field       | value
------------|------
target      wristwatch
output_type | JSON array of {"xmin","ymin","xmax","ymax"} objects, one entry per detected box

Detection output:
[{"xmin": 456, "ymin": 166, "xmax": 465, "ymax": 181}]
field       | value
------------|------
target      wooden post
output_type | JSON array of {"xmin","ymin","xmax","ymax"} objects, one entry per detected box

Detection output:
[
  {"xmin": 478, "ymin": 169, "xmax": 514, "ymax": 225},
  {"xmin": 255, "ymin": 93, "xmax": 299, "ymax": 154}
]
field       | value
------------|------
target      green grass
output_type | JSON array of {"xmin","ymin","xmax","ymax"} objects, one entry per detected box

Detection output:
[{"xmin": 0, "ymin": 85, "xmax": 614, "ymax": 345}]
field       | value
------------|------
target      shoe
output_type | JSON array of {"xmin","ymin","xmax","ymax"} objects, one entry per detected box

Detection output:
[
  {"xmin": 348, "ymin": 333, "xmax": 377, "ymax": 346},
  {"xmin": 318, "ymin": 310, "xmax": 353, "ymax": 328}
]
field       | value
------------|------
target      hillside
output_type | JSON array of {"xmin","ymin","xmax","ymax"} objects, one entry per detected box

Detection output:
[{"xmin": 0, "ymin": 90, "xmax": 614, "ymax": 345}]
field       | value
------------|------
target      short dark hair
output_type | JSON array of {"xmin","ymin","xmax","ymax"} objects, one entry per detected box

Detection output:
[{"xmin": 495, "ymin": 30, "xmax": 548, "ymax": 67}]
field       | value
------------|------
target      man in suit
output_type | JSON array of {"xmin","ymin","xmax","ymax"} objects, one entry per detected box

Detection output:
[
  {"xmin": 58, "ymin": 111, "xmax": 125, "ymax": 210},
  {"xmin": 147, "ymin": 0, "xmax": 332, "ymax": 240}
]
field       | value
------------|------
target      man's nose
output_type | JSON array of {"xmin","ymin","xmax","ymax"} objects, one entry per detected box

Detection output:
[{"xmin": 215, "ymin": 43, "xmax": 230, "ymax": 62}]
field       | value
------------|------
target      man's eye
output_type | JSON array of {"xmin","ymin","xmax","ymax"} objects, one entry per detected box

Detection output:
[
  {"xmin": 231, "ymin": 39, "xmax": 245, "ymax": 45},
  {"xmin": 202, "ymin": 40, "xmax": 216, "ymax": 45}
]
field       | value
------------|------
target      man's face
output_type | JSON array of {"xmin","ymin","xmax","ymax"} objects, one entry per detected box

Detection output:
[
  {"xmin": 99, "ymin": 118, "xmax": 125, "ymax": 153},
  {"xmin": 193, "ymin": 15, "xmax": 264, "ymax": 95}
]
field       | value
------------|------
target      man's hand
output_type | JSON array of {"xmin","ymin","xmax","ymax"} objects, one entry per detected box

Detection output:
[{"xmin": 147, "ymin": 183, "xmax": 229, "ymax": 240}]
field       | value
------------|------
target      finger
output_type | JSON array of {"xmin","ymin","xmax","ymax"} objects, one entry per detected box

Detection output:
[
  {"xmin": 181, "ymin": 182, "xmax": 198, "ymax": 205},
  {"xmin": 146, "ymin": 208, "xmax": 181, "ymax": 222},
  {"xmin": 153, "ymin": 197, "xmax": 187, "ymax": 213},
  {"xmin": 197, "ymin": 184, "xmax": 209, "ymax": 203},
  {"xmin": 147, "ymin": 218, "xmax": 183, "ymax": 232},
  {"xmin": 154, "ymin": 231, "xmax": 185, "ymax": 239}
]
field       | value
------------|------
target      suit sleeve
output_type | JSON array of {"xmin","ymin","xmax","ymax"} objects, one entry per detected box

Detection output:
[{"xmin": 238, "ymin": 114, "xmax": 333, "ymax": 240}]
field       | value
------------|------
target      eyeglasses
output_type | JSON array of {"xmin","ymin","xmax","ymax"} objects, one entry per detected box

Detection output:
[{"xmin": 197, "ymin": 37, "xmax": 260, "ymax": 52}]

● ● ● ● ● ● ●

:: Exercise goal ::
Gather every line from the items above that contains the string "suit". Treat the match as case-sensitive.

:: Solution for this task ::
target      man in suit
target      suit sleeve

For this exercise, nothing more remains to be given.